## Problem requirements
Could you edit the material below so that every "Query" becomes "Target", with nothing else changed?
• • • • •
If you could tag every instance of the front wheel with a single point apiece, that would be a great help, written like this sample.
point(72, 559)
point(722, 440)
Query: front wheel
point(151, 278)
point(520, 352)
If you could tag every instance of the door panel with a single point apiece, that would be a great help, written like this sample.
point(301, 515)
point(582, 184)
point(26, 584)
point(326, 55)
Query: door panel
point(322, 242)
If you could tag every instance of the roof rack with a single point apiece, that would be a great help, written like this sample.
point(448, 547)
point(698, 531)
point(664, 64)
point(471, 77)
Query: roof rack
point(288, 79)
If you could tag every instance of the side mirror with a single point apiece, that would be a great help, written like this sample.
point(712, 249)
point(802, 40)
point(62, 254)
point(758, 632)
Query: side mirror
• • • • •
## The reply
If you could tag every instance of the front wheel with a single point apiece, that would be a great help, written like this sample.
point(72, 559)
point(722, 440)
Target: front wheel
point(151, 278)
point(520, 352)
If you could tag every instance of the door panel with a single point apiece, that would be a great help, written like this sample.
point(301, 515)
point(582, 184)
point(26, 584)
point(326, 55)
Target: door panel
point(322, 242)
If you could tag every instance of the roof rack with a single point apiece, that would be a great help, written like this sample.
point(448, 547)
point(698, 531)
point(664, 64)
point(471, 77)
Target: roof rack
point(288, 79)
If you could tag every instance of the side mirror with a single point apiece, that would be a great help, written like this sample.
point(712, 249)
point(802, 40)
point(62, 254)
point(758, 632)
Target: side mirror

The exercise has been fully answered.